> **EXERCISE GOAL**
Pull out every line below that contains the word "distant".

> **Items listed in a dataset**
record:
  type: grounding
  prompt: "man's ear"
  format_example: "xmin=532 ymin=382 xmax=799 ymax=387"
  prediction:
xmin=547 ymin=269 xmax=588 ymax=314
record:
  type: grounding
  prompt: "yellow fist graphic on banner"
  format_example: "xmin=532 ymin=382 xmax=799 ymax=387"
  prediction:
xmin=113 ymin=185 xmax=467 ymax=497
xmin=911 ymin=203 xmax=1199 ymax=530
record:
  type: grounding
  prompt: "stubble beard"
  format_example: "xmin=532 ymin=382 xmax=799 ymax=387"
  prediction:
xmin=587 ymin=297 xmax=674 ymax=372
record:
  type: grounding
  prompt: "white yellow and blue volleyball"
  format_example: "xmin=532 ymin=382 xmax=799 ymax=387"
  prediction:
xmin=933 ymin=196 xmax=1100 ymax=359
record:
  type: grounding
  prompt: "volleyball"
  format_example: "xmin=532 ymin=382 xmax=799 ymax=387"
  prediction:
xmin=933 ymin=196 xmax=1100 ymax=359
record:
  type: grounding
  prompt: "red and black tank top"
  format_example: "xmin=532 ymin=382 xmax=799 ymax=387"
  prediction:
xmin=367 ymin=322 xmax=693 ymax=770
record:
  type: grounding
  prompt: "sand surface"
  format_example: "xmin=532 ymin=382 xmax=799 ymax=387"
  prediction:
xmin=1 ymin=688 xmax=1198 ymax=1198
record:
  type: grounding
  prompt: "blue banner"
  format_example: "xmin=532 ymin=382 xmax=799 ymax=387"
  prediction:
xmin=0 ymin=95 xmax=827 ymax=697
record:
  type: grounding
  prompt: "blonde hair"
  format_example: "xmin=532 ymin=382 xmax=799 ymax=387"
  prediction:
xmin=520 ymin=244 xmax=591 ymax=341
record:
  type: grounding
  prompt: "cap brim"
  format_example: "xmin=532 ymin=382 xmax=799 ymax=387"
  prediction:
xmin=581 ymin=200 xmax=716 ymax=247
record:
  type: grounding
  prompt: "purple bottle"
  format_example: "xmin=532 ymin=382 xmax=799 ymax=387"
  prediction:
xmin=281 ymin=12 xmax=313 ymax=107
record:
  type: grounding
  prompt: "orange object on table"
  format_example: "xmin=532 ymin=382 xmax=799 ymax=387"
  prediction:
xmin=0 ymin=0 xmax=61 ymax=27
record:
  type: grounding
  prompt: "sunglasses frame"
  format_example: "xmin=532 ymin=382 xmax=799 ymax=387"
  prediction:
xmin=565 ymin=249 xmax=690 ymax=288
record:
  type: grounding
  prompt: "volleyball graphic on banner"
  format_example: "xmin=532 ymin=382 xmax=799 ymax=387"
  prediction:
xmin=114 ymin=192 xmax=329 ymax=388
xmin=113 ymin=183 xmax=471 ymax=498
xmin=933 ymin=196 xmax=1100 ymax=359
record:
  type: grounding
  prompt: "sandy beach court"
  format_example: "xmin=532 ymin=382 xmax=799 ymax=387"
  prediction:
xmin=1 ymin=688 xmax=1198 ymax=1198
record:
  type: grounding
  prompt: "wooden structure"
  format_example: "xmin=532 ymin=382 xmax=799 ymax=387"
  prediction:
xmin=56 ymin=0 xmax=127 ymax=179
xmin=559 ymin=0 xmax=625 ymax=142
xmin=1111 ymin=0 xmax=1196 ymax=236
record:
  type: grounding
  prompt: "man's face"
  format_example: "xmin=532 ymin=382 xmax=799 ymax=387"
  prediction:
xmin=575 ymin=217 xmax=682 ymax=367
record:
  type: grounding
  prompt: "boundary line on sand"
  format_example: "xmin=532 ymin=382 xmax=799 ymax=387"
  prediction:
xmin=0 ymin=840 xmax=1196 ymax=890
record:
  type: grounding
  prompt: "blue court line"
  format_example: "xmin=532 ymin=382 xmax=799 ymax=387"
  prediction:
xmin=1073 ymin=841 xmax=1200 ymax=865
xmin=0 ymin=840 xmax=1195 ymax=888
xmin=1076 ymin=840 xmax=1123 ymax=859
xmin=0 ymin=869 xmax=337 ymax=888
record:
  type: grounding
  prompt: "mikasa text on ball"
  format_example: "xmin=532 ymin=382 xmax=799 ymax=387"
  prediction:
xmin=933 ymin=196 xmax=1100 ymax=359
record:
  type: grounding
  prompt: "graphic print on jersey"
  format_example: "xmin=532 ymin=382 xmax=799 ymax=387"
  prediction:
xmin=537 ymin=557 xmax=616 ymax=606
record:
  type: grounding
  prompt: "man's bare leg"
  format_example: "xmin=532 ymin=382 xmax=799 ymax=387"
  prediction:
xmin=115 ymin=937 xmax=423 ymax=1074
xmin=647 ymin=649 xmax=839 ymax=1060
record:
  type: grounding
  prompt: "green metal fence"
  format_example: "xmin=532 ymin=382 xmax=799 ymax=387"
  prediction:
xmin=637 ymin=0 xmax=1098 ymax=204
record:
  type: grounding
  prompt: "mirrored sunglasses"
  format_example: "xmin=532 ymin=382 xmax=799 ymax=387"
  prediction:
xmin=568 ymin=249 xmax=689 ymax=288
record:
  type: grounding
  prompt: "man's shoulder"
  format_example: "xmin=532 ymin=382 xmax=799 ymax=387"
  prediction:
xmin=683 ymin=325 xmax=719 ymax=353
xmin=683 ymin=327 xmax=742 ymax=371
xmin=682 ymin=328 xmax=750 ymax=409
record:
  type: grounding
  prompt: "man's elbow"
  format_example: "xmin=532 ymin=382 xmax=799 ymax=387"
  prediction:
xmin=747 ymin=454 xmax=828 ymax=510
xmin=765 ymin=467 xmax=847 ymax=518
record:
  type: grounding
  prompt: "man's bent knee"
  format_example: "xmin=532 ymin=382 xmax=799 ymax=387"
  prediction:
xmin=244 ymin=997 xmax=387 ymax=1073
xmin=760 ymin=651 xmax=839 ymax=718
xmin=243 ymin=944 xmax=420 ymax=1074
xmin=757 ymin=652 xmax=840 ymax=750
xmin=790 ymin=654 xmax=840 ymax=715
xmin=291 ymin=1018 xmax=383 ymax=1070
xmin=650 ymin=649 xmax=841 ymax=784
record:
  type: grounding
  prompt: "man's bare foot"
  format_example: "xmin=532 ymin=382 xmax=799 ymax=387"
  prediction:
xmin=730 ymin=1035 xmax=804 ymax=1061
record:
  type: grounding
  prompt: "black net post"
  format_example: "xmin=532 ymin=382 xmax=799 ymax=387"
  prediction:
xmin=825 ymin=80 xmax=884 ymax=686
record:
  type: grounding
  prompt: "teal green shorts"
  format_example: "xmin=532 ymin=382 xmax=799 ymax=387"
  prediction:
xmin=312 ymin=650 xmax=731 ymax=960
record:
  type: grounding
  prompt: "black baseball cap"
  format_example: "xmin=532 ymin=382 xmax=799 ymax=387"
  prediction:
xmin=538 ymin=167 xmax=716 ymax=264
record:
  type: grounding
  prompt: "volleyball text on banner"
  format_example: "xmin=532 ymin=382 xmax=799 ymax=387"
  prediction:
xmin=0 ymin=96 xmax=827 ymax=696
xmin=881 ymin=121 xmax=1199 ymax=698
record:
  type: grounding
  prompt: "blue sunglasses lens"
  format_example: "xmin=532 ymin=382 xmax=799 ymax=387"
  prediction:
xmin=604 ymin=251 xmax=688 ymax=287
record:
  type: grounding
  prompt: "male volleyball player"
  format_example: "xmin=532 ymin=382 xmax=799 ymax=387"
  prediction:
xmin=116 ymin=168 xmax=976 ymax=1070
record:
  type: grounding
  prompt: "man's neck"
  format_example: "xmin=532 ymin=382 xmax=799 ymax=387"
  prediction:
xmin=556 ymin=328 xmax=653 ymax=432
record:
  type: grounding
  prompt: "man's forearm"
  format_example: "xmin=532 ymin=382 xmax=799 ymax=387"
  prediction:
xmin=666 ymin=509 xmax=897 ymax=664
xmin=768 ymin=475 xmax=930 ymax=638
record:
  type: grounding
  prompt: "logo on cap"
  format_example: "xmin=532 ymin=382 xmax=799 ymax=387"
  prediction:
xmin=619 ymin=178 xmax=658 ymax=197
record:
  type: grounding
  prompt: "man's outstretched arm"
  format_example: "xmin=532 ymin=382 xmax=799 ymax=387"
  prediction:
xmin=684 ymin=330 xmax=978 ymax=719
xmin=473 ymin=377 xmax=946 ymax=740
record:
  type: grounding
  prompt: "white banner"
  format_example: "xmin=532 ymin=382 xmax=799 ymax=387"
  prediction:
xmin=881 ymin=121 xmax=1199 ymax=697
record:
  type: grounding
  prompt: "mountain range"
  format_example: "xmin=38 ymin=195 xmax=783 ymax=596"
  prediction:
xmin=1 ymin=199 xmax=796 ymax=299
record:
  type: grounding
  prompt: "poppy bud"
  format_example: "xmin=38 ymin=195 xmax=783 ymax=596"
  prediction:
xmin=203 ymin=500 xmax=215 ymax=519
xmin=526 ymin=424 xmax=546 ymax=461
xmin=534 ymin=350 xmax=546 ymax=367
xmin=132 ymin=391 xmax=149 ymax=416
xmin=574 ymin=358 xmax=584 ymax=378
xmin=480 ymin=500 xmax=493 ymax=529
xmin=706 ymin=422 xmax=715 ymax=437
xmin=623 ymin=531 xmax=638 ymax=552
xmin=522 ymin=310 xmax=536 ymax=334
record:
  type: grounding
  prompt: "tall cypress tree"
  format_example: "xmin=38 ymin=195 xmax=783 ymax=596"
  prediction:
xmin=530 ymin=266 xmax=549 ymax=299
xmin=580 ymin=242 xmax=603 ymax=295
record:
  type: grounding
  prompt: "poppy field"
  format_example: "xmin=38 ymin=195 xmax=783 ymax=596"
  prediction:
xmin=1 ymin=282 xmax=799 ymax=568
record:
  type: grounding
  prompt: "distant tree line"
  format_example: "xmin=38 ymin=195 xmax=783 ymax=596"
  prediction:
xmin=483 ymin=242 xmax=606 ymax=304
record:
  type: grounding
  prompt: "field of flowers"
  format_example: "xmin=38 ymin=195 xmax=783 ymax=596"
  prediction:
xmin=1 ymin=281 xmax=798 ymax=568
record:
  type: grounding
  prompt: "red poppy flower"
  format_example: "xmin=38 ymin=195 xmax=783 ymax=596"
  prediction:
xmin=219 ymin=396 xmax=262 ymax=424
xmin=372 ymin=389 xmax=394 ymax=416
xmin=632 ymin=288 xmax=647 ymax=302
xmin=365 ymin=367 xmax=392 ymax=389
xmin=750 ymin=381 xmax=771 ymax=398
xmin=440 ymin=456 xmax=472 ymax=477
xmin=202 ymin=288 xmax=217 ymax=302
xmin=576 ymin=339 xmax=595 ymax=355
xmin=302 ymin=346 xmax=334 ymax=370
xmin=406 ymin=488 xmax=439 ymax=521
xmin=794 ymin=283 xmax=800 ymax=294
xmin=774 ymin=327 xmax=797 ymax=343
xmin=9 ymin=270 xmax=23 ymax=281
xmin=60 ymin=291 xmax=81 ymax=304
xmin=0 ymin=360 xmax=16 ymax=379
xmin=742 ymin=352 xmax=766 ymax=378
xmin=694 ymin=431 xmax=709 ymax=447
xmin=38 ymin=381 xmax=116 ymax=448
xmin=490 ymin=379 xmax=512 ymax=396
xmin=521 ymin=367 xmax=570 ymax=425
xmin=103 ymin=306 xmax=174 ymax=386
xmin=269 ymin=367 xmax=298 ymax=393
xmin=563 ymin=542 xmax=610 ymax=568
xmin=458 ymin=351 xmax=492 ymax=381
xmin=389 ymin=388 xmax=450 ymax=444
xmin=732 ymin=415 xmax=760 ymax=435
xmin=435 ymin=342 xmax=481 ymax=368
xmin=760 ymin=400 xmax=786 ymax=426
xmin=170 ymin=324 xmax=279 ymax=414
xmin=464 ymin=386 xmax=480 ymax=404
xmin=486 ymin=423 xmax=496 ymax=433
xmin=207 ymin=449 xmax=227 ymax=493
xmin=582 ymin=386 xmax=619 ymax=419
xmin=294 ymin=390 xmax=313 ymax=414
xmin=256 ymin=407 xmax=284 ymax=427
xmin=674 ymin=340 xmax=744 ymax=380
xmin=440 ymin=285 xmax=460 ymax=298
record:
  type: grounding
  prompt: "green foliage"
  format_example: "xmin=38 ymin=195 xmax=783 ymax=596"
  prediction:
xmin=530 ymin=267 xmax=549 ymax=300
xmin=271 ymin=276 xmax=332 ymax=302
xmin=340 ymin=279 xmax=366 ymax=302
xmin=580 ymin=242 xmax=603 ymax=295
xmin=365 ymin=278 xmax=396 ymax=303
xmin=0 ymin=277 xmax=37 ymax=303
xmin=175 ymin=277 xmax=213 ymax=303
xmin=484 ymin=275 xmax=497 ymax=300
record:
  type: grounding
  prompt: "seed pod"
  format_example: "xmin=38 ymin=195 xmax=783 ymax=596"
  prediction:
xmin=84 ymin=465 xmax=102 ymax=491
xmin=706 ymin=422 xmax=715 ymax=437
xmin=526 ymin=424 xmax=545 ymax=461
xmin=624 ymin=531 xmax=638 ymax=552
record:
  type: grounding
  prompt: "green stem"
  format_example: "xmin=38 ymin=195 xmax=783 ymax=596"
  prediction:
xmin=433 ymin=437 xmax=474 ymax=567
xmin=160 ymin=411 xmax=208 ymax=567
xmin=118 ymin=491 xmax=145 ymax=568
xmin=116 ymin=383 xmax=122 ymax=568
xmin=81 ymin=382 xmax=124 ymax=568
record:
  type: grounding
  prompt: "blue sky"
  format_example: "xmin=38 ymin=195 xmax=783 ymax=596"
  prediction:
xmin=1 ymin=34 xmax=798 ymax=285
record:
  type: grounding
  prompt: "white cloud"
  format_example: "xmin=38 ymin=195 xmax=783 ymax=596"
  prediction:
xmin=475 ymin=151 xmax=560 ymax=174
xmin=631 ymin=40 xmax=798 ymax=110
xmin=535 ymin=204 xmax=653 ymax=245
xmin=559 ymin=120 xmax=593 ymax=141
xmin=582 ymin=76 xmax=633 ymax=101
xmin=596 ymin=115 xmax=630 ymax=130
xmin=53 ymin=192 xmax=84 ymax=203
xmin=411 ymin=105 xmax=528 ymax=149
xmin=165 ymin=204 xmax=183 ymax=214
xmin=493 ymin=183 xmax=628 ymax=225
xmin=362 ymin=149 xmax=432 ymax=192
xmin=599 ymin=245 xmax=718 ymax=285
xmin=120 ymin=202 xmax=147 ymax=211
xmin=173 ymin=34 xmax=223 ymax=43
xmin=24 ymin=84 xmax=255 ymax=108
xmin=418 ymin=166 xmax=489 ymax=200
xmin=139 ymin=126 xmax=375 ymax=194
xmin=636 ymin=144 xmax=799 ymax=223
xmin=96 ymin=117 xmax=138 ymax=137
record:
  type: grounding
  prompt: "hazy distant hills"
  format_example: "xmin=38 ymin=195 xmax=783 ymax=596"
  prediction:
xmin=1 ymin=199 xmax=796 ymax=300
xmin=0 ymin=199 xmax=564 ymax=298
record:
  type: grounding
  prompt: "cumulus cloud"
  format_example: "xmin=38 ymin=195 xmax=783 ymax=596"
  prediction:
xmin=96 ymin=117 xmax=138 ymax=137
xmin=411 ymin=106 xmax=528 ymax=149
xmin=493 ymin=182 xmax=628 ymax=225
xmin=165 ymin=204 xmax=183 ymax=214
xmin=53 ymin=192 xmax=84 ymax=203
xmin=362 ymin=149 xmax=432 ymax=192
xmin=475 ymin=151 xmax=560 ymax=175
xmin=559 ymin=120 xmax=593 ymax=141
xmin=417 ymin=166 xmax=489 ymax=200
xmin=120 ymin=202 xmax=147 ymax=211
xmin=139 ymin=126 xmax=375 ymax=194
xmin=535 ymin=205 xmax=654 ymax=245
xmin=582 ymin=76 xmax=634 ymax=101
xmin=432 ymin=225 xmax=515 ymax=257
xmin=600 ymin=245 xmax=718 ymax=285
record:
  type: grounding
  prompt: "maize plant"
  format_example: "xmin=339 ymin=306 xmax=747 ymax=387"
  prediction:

> **SOLVED PROBLEM**
  prompt: "distant tree line"
  prompt: "hazy distant hills"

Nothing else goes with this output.